#### WHAT YOU ARE ASKED TO DO:
Whenever a line in the entries includes the word "person", copy that line out.

#### DATASET ENTRIES:
--------------------------------------------------
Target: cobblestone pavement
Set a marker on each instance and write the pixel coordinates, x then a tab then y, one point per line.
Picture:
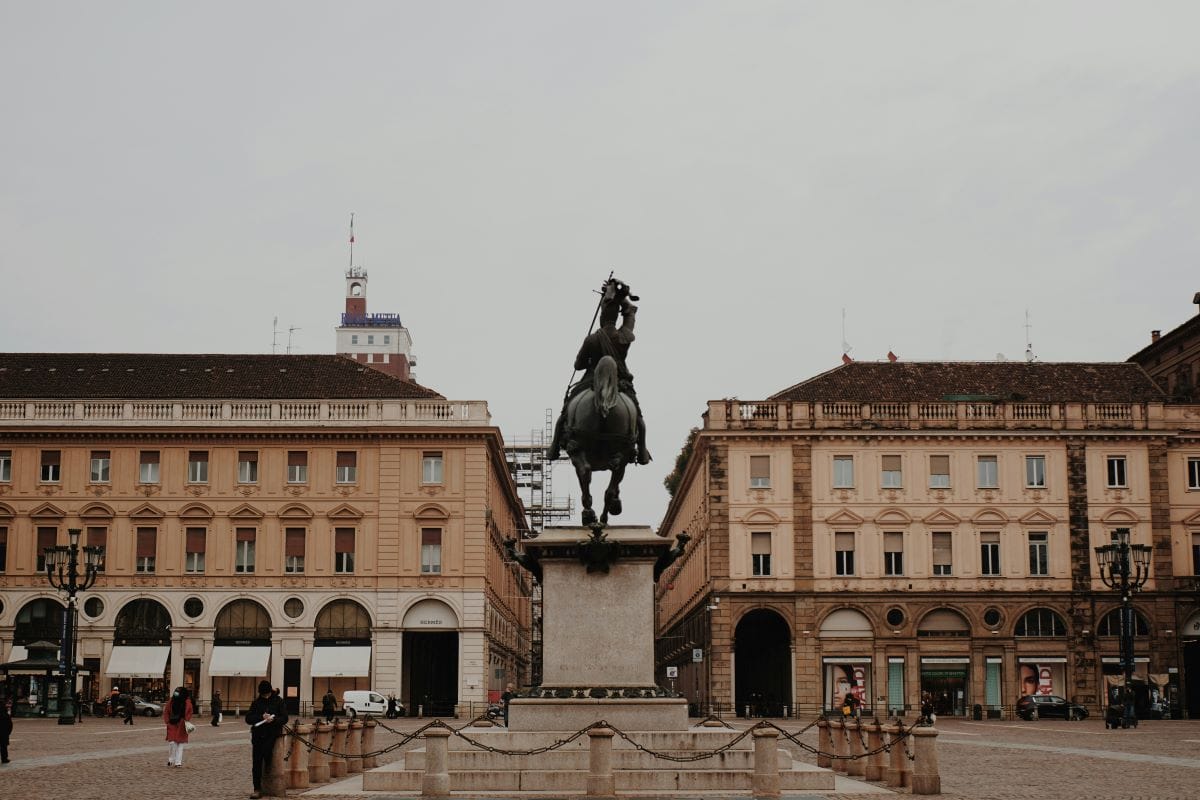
--------------------------------------------------
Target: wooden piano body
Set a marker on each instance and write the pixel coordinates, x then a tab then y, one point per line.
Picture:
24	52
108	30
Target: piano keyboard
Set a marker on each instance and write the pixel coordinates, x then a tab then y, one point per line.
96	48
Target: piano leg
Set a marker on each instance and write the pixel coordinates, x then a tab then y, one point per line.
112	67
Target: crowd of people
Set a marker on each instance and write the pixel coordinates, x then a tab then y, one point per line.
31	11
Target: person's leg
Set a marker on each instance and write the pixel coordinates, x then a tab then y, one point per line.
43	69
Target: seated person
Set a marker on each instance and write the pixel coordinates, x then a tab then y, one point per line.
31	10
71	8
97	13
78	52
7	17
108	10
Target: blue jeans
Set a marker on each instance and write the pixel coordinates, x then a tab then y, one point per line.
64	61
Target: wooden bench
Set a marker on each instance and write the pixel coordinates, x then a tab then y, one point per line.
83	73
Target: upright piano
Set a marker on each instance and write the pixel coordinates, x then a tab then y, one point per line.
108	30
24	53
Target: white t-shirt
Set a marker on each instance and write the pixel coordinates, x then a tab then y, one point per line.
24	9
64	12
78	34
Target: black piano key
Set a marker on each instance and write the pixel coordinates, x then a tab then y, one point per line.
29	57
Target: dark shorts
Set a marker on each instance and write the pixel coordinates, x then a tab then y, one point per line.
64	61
--------------------------------------------------
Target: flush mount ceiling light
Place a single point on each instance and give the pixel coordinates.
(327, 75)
--------------------------------------------------
#### EXERCISE ANSWER:
Target: person's leg
Target: seated person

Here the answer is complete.